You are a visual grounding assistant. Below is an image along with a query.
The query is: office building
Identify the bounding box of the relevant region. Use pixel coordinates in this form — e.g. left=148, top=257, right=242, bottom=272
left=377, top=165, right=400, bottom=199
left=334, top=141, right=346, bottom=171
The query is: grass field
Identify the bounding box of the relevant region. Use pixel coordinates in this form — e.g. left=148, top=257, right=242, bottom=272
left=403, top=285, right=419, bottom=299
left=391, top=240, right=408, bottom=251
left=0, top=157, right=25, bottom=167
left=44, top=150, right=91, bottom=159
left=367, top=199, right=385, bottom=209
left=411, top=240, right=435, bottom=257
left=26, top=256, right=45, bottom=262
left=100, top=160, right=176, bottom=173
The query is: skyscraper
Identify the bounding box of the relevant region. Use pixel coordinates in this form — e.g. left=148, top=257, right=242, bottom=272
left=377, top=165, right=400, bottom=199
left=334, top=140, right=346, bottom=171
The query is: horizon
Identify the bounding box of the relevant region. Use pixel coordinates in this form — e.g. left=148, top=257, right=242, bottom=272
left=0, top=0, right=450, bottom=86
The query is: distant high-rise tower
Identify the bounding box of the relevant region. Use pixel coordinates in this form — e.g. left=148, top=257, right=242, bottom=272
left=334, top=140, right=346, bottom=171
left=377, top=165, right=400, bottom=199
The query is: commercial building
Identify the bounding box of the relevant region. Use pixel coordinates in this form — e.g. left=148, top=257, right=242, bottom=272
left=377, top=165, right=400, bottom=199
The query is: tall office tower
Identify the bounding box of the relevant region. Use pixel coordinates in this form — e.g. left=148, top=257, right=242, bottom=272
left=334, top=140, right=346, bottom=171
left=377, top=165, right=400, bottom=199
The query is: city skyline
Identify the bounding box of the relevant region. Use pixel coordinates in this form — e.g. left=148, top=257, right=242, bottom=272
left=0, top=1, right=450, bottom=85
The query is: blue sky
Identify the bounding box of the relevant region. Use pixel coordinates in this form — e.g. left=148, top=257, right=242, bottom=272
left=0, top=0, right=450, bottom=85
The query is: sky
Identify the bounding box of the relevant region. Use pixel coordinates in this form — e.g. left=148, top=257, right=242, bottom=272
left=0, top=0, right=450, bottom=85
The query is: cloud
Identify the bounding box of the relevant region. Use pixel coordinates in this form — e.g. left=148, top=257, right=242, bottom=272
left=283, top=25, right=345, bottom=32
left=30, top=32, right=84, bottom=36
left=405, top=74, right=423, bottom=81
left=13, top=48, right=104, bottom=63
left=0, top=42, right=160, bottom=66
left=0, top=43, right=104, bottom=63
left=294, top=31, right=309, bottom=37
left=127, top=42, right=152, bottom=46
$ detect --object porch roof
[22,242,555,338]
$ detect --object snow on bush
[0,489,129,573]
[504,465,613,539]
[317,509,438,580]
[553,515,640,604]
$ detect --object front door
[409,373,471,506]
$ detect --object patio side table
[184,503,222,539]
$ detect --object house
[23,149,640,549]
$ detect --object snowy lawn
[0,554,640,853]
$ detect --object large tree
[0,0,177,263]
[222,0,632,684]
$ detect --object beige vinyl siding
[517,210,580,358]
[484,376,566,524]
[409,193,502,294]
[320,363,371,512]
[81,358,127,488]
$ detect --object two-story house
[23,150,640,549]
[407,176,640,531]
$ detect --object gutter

--

Cel zadania =
Skopiuj bez żadnych zmian cały wykaz powyżej, wiersz po wierszu.

Odpowiedź pisemna =
You are a visual grounding assistant. Below is an image along with a query.
The query is: office building
Identify the bounding box of the relevant region. Use pixel coordinates in this form — e.g. left=148, top=257, right=242, bottom=272
left=377, top=165, right=400, bottom=199
left=334, top=141, right=346, bottom=171
The query is: grass field
Identify the bounding box of the relevant region. Use pixel coordinates in this form — e.g. left=148, top=257, right=242, bottom=272
left=403, top=285, right=419, bottom=299
left=391, top=240, right=408, bottom=251
left=0, top=157, right=25, bottom=167
left=44, top=150, right=91, bottom=159
left=367, top=199, right=385, bottom=209
left=411, top=240, right=435, bottom=257
left=26, top=256, right=45, bottom=262
left=100, top=160, right=176, bottom=173
The query is: skyscraper
Identify the bounding box of the relevant region. Use pixel coordinates in this form — e.g. left=148, top=257, right=242, bottom=272
left=377, top=165, right=400, bottom=199
left=334, top=140, right=346, bottom=171
The query is: horizon
Identify the bounding box of the relevant region. Use pixel coordinates in this form — e.g. left=148, top=257, right=242, bottom=272
left=0, top=0, right=450, bottom=86
The query is: distant high-rise tower
Identify the bounding box of the relevant region. Use pixel coordinates in this form — e.g. left=148, top=257, right=242, bottom=272
left=334, top=140, right=346, bottom=171
left=377, top=165, right=400, bottom=199
The query is: commercial building
Identify the bounding box of the relevant region. Use pixel coordinates in this form — e.g. left=148, top=257, right=242, bottom=272
left=377, top=165, right=400, bottom=199
The query is: tall office tower
Identify the bounding box of the relevant region. Use pixel coordinates in this form — e.g. left=148, top=257, right=242, bottom=272
left=334, top=140, right=346, bottom=171
left=377, top=165, right=400, bottom=199
The query is: city skyline
Identify the bounding box of the relevant region. Use pixel coordinates in this form — e.g. left=148, top=257, right=242, bottom=272
left=0, top=1, right=450, bottom=85
The query is: blue sky
Identify the bounding box of the relevant region. Use pixel coordinates in this form — e.g. left=148, top=257, right=242, bottom=272
left=0, top=0, right=450, bottom=85
The query is: sky
Identify the bounding box of the relevant region. Use pixel coordinates in this form — e.g. left=148, top=257, right=242, bottom=272
left=0, top=0, right=450, bottom=85
The query is: cloud
Identify the bounding box of the relevant region. Use pixel coordinates in this form — e.g. left=148, top=257, right=242, bottom=272
left=283, top=25, right=345, bottom=32
left=30, top=32, right=84, bottom=36
left=405, top=74, right=423, bottom=81
left=13, top=48, right=104, bottom=63
left=0, top=42, right=160, bottom=66
left=0, top=43, right=104, bottom=63
left=294, top=31, right=309, bottom=37
left=127, top=42, right=152, bottom=46
$ detect --object porch roof
[22,242,555,338]
$ detect --object snow on bush
[0,489,129,573]
[504,465,613,539]
[317,509,438,580]
[553,515,640,604]
$ detect --object front door
[409,373,471,506]
$ detect --object patio side table
[184,503,222,539]
$ detect --object house
[23,149,640,549]
$ detect --object snowy lawn
[0,554,640,853]
$ detect --object large tree
[0,0,177,263]
[222,0,632,684]
$ detect --object beige vinyl siding
[517,210,580,358]
[484,376,566,524]
[409,193,502,294]
[320,363,371,512]
[81,358,127,488]
$ detect --object two-story house
[23,150,640,549]
[407,176,640,531]
$ detect --object gutter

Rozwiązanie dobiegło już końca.